*Text passage*:

────────

Marginal zone lymphoma (MALT lymphoma)

Overview

MALT lymphoma is an extranodal marginal zone B-cell lymphoma - a low-grade, indolent B-cell non-Hodgkin's lymphoma driven by chronic antigen stimulation from infection or autoimmunity.

Presentation

Gastric - epigastric pain/dyspepsia indistinguishable from peptic ulcer disease; nausea, early satiety
Thyroid - new or enlarging goitre in a patient with known Hashimoto's thyroiditis
Salivary gland - parotid/submandibular mass, especially in Sjögren's syndrome
Constitutional (B) symptoms are uncommon; their presence raises concern for transformation to DLBCL

Investigations

🏆 Gold standard

tissue biopsy with histopathology and immunophenotyping - CD20+, CD5-, CD10- centrocyte-like B-cells
Gastric disease: upper GI endoscopy with multiple biopsies - histology, H. pylori status, t(11;18) testing
H. pylori testing: urea breath test, stool antigen, or rapid urease test on biopsy
CT chest/abdomen/pelvis - staging; PET-CT if transformation to DLBCL suspected
LDH - elevated LDH suggests higher tumour burden or transformation

Management

Gastric MALT, H. pylori-positive (localised): H. pylori eradication therapy alone - achieves complete histological remission in ~70-80%; one of the few malignancies curable with antibiotics
Gastric MALT, H. pylori-negative or t(11;18)+, or non-gastric localised disease: involved-field radiotherapy
Disseminated or refractory disease: chemoimmunotherapy
After H. pylori eradication: repeat endoscopy with biopsies at ~3 months to assess response, then ongoing annual surveillance

Aetiology - key associations

H. pylori - gastric MALT lymphoma (most common association overall)

────────

*Explore the material*:
1. Answer these from the MALT lymphoma notes:
(a) What immunophenotype do the centrocyte-like B-cells show on tissue biopsy?
(b) At roughly what interval after H. pylori eradication is repeat endoscopy with biopsies done?
(c) What thyroid presentation is described?
2. Repeat word for word the part of the MALT lymphoma notes from "Gastric MALT, H. pylori-positive" to "common association overall)".

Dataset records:
────────

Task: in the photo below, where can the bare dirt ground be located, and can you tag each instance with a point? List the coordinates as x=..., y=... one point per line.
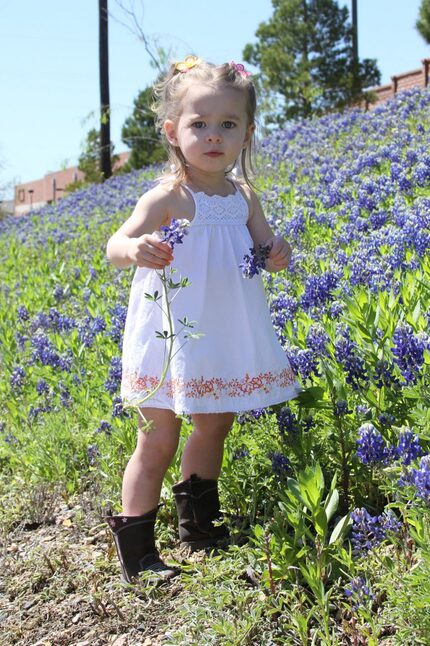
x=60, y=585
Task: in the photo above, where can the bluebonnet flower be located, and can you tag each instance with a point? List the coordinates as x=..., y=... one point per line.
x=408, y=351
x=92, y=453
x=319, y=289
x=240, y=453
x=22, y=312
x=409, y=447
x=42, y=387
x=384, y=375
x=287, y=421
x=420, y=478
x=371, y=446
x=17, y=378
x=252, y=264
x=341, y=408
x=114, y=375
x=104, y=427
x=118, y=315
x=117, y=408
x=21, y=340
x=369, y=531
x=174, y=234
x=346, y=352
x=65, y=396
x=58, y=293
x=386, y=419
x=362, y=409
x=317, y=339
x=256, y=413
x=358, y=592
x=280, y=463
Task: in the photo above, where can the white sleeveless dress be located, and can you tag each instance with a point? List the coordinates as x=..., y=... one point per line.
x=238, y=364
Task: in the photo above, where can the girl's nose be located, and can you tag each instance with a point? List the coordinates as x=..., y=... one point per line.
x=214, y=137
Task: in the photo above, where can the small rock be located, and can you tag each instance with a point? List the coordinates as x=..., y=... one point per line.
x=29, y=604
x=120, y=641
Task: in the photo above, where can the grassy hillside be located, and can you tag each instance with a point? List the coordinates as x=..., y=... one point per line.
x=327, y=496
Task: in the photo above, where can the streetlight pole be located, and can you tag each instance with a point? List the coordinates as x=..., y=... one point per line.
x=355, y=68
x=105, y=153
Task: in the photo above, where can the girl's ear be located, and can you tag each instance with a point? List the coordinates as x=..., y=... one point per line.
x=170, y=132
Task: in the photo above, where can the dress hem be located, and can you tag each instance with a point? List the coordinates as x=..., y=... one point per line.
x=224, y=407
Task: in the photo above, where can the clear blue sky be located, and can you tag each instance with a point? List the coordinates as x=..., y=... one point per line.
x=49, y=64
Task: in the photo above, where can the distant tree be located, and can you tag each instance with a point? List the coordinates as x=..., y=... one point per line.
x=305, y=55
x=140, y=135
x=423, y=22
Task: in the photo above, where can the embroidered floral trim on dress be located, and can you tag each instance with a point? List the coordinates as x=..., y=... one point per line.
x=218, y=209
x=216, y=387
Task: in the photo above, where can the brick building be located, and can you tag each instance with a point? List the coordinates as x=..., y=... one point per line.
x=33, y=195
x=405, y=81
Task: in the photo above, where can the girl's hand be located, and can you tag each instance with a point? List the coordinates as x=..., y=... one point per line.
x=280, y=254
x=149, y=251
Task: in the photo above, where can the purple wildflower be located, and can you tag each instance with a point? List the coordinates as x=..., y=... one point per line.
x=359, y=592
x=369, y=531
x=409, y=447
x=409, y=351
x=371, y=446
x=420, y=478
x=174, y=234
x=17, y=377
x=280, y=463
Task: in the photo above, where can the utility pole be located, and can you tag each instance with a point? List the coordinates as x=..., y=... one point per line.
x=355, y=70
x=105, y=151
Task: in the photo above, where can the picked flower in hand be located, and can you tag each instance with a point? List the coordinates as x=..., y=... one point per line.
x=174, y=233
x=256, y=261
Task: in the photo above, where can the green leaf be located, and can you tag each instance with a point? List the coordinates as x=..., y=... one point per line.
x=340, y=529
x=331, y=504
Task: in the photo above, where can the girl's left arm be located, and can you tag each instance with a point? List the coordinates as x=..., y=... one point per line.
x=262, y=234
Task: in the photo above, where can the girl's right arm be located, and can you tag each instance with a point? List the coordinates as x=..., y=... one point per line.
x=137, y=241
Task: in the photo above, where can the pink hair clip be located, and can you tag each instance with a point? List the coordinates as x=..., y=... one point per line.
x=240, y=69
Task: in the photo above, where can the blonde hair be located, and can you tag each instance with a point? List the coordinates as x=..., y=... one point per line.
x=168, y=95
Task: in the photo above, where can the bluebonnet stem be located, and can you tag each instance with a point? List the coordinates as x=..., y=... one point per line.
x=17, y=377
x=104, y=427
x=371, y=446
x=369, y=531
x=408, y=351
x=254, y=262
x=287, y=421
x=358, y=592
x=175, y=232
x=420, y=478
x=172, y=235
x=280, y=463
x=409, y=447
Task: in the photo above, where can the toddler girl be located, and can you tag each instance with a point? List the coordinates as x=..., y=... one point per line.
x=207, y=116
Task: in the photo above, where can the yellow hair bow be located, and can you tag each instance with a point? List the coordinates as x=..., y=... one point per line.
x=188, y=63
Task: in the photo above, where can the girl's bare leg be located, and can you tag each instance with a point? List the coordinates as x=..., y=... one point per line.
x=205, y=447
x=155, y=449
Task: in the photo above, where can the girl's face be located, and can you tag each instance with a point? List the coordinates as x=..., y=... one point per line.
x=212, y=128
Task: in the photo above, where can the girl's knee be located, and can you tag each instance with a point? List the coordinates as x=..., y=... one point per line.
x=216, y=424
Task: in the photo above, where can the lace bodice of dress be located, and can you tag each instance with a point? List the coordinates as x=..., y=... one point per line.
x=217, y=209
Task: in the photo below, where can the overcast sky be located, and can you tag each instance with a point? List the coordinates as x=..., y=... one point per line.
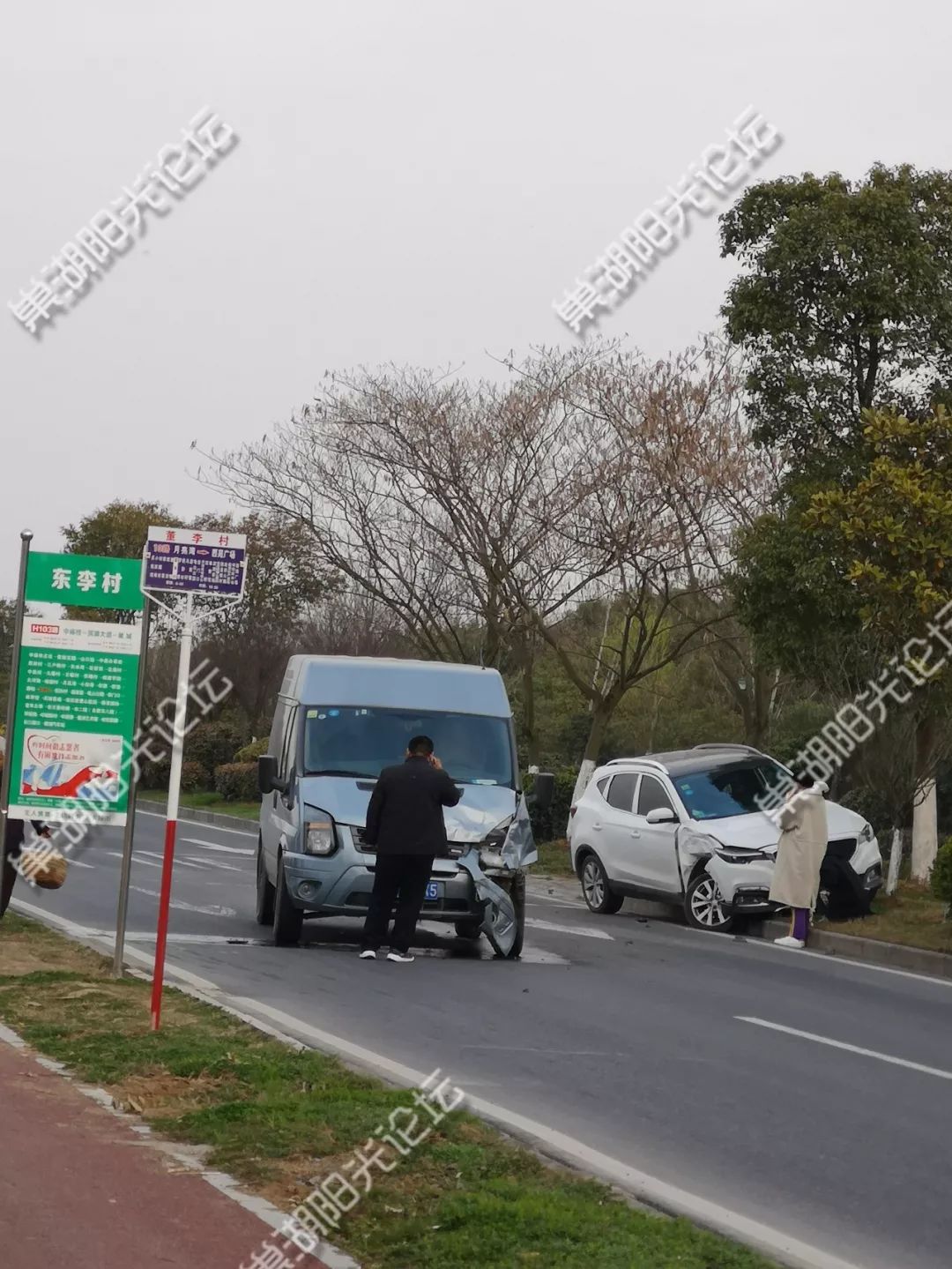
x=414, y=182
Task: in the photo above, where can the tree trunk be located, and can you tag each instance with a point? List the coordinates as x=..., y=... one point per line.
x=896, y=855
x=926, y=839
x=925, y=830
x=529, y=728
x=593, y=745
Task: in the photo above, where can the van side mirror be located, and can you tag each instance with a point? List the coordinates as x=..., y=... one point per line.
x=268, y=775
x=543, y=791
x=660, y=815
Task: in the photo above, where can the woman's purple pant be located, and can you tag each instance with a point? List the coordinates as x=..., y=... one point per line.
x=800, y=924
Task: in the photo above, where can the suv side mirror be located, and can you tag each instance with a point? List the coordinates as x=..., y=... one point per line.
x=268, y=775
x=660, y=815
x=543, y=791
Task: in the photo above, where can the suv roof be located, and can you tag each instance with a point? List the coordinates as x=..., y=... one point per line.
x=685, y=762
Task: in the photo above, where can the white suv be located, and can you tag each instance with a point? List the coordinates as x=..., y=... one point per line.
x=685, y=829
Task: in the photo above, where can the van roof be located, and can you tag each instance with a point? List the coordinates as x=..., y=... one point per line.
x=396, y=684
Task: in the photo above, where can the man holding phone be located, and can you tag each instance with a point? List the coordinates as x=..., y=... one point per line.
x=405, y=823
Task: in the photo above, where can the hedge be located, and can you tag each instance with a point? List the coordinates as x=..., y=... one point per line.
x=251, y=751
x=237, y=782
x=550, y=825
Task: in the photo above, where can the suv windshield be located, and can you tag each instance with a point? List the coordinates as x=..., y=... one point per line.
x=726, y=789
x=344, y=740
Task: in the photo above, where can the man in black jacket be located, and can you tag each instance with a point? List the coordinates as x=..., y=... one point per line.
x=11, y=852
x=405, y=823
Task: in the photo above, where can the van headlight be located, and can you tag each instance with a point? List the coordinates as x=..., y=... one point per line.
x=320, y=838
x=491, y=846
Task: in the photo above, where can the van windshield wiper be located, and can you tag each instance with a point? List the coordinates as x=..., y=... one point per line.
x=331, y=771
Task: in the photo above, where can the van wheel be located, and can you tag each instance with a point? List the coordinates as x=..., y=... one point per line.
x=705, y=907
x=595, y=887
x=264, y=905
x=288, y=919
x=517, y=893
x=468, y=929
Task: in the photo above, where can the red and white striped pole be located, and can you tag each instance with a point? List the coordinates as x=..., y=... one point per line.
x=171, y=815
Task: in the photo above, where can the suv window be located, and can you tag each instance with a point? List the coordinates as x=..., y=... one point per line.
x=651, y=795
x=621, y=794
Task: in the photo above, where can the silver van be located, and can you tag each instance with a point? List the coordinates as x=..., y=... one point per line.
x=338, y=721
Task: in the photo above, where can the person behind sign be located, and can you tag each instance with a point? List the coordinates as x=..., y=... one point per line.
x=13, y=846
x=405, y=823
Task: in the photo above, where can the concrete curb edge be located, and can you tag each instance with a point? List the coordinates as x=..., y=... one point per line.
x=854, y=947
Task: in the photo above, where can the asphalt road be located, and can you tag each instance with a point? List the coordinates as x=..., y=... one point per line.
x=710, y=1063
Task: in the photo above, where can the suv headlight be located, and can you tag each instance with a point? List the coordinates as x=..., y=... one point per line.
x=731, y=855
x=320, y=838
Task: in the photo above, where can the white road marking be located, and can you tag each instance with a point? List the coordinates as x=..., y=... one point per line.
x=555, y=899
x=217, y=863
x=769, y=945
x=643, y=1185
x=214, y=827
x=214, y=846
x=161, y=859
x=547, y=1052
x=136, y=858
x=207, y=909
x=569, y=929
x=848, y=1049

────────

*Results in order*:
1.
(a) CD20+, CD5-, CD10-
(b) At about 3 months, followed by ongoing annual surveillance
(c) A new or enlarging goitre in a patient with known Hashimoto's thyroiditis

2.
Gastric MALT, H. pylori-positive (localised): H. pylori eradication therapy alone - achieves complete histological remission in ~70-80%; one of the few malignancies curable with antibiotics
Gastric MALT, H. pylori-negative or t(11;18)+, or non-gastric localised disease: involved-field radiotherapy
Disseminated or refractory disease: chemoimmunotherapy
After H. pylori eradication: repeat endoscopy with biopsies at ~3 months to assess response, then ongoing annual surveillance

Aetiology - key associations

H. pylori - gastric MALT lymphoma (most common association overall)